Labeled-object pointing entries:
===============
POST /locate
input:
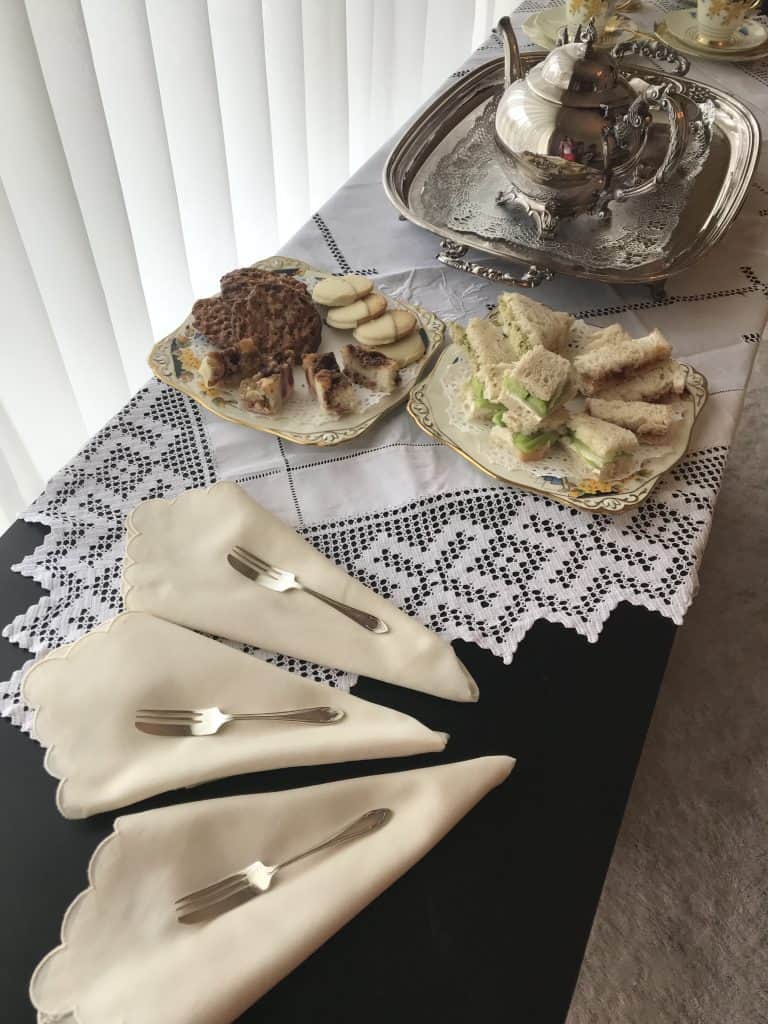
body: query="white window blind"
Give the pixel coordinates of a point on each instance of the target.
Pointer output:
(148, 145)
===============
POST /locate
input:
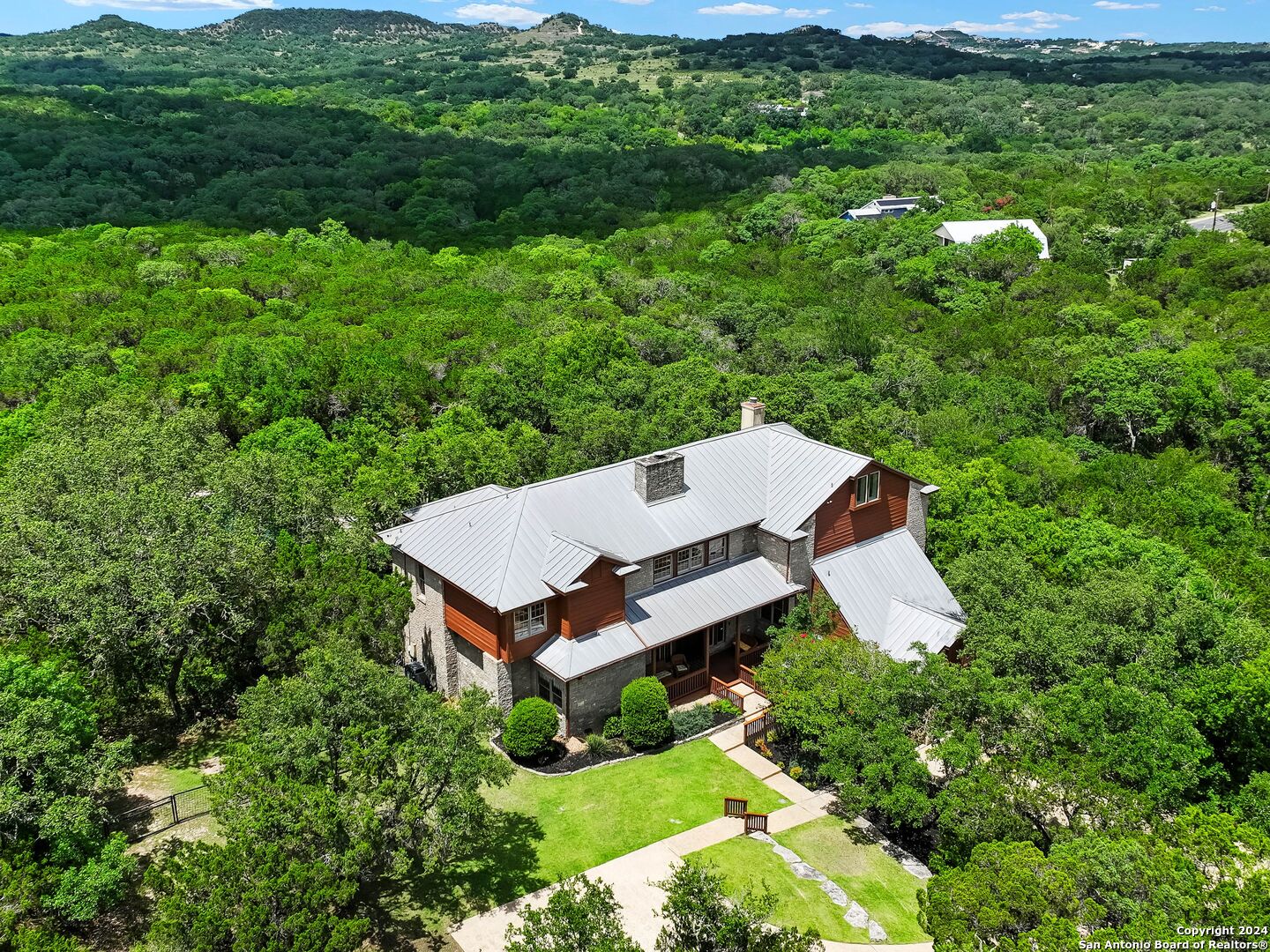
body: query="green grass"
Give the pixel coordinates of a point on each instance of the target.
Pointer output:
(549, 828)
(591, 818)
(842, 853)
===============
= The problem =
How many lines of the material contain the string "body"? Count them and reply with the number alone.

= Answer to this task =
2